*Record extracts*
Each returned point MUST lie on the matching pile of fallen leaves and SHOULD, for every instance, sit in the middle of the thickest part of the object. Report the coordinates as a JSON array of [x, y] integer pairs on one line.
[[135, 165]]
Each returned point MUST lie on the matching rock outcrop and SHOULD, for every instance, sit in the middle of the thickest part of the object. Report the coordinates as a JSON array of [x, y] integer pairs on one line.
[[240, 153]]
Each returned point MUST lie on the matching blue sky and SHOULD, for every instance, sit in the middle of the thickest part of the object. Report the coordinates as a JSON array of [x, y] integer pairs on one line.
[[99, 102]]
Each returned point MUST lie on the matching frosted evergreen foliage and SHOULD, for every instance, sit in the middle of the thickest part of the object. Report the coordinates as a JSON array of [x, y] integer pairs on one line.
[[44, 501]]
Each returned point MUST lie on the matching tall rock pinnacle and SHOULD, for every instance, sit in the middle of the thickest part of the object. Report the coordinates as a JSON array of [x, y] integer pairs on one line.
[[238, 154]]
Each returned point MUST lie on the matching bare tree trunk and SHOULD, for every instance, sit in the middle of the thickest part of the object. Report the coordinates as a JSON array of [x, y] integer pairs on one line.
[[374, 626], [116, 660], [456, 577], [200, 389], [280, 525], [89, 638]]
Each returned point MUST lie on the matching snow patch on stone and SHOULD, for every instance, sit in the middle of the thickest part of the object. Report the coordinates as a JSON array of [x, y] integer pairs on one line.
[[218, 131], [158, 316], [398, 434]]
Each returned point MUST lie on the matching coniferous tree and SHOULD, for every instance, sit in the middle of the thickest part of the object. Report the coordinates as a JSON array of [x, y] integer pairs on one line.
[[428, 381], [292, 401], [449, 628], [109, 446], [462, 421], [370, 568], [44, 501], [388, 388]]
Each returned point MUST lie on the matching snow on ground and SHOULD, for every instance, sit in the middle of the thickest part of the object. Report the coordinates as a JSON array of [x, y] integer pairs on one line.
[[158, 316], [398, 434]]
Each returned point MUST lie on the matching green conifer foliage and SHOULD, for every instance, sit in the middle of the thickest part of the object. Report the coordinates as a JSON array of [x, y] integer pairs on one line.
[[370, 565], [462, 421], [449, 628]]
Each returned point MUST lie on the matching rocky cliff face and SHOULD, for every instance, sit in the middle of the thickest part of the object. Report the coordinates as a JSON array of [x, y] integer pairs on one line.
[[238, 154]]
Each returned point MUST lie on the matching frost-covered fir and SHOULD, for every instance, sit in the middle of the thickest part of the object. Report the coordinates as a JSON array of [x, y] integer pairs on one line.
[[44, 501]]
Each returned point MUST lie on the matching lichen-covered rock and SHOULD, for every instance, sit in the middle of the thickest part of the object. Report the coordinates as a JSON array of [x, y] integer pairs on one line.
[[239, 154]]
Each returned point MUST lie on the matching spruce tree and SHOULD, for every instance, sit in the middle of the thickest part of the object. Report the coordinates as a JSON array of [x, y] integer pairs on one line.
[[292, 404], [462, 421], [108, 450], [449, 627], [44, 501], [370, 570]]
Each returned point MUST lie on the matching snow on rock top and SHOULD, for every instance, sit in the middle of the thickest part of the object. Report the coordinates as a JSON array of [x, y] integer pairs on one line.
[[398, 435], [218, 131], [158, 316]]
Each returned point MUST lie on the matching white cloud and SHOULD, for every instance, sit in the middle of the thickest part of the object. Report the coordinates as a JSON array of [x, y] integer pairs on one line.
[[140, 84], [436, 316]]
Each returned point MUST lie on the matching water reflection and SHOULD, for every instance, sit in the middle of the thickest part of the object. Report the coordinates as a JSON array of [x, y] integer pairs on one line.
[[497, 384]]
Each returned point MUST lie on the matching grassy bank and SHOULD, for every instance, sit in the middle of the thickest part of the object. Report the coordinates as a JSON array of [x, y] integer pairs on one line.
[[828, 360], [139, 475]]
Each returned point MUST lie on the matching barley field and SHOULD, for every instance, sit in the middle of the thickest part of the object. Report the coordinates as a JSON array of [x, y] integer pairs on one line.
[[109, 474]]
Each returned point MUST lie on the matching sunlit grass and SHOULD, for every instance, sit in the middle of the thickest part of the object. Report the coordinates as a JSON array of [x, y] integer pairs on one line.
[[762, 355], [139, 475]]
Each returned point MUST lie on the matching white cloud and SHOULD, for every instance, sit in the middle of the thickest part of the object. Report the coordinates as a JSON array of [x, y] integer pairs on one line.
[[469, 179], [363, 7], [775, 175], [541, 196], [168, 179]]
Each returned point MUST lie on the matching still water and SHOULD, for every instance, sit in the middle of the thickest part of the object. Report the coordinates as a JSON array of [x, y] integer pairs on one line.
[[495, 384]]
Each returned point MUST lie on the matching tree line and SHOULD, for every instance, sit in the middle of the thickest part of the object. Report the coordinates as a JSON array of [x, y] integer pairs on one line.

*Your instructions*
Repeat back the material above verbatim, including every line.

*Task solution*
Each returned point MUST lie on the matching pile of fallen leaves and SHOULD, for every instance, sit in the middle of the thickest part of the object. Report the coordinates as a JSON array of [x, y] integer pairs on one line.
[[135, 165]]
Each returned point MUST lie on the matching rock outcrop and SHOULD, for every instance, sit in the middle of the thickest part of the object. Report the coordinates as a JSON array of [x, y] integer pairs on one line.
[[240, 153]]
Each returned point MUST lie on the matching blue sky and SHOULD, for every instance, sit in the middle of the thickest part of the object. Report the coordinates as a JSON array of [x, y] integer pairs on one line.
[[99, 102]]
Each returned point MUST lie on the matching frosted evergreen foliage and SHOULD, for every instance, sit in the middle of the thickest part of the object. Report the coordinates as a JSON array of [x, y] integer pairs on one line.
[[44, 501]]
Each returned point MUST lie on the matching tall rock pinnacle and SHOULD, for every instance, sit in the middle of the thickest part of the object. Report the coordinates as a JSON array of [x, y] integer pairs on one line.
[[238, 154]]
Each returned point MUST lie on the matching bare tree trunk and SHOULD, for every instance, sit in the middle of the thickest part of the object. Report the coordinates as a JSON array of [x, y] integer pairs on one line.
[[374, 626], [116, 660], [456, 577], [200, 389], [280, 525], [89, 638]]
Each returned point MUST lie on the matching snow patch on stone and SHOULD, for every instance, sit in the middle of the thickest part of the object. Report the coordinates as a JSON array of [x, y] integer pairs on one line.
[[218, 131], [158, 316], [398, 434]]
Each returned point MUST lie on the matching coniferous tree and SHOULD, for every instance, sit in the middle of the thickest part of the object. Report the coordinates as a JSON array of [x, y] integer pairs on one line.
[[428, 381], [292, 401], [449, 628], [109, 446], [462, 421], [370, 568], [44, 501], [388, 388]]
Each returned point MUST lie on the matching snow on ground and SHOULD, for every instance, sit in the middle of the thickest part of the object. Report the coordinates as a JSON array of [x, y] integer pairs on one line.
[[158, 316], [398, 434]]
Each returned point MUST lie on the matching green conifer foliage and SHOULD, for every instance, sit in the middle of the thickest part of the object. Report the coordinates as a JSON array of [x, y] integer pairs on one line.
[[370, 565], [462, 421], [449, 628]]
Each returned point MUST lie on the matching rocky cliff face and SHOULD, for every instance, sit in the middle of the thickest part of the object. Report the coordinates as a JSON array of [x, y] integer pairs on one line.
[[238, 154]]
Each returned point MUST lie on the matching frost-covered fir and SHOULD, for every instance, sit in the middle of the thickest part of the object. Report the coordinates as a JSON array of [x, y] integer pairs on one line.
[[44, 501]]
Each returned point MUST lie on the matching lichen-covered rock and SHOULD, for every instance, sit in the middle of the thickest part of the object. Report the coordinates as a JSON array of [x, y] integer pairs on one line.
[[239, 154]]
Each returned point MUST lie on the matching spruce tree and SHOULD, for every instance, sit in the middle of the thickest part of the object. Report the coordinates as a JSON array of [x, y] integer pairs on one line.
[[292, 404], [462, 421], [108, 450], [449, 627], [44, 501], [370, 570]]
Each returned point MUST lie on the matching snow on rock top and SHOULD, for every instance, sit in the middle of the thickest part of the object. Report the coordinates as a JSON array of [x, y] integer pairs on one line.
[[398, 435], [218, 131], [158, 316]]
Each returned point MUST lie on the matching white cloud and SHOULD, for every instance, sit in the middle of the thickest part of the object. Report the coordinates as a JSON array of [x, y] integer pairs on one line.
[[140, 84], [436, 316]]
Each returned point MUST lie on the matching water reflection and SHOULD, for every instance, sit in the middle of the thickest part of the object. Report the coordinates as a JSON array of [x, y] integer pairs on one line.
[[497, 384]]
Each returned point MUST lie on the matching grassy bank and SHOULD, for every instance, sit in the middle of the thickest part of the object. Report the coordinates as a JSON array of [x, y] integer pairs on one line.
[[828, 360], [139, 475]]
Each returned point MUST lie on the matching barley field and SHOULD, for every instance, sit in the middle of the thickest part of the object. Report the coordinates as a JSON array of [x, y] integer pairs on one line.
[[109, 474]]
Each returned point MUST lie on the matching sunlit grass and SHOULD, for every instance, sit in the middle of the thickest part of the object. Report the coordinates as a JSON array of [x, y] integer pairs on one line.
[[762, 355], [139, 475]]
Each returned point MUST lie on the matching white cloud and SHOULD, for every instance, sit in the middle of the thickest part of the object. Report the coordinates as a JSON array of [x, y] integer pairs on one line.
[[469, 179], [363, 7], [775, 175], [541, 196], [168, 179]]
Each returned point MUST lie on the matching still water and SHOULD, for every instance, sit in the middle of the thickest part of the object. Report the coordinates as a JSON array of [x, y] integer pairs on one line.
[[495, 384]]
Each returned point MUST lie on the matching tree line and SHOULD, for every instance, sit in the middle of the thickest part of the object. Report the coordinates as a JSON array of [x, y] integer pairs on one line.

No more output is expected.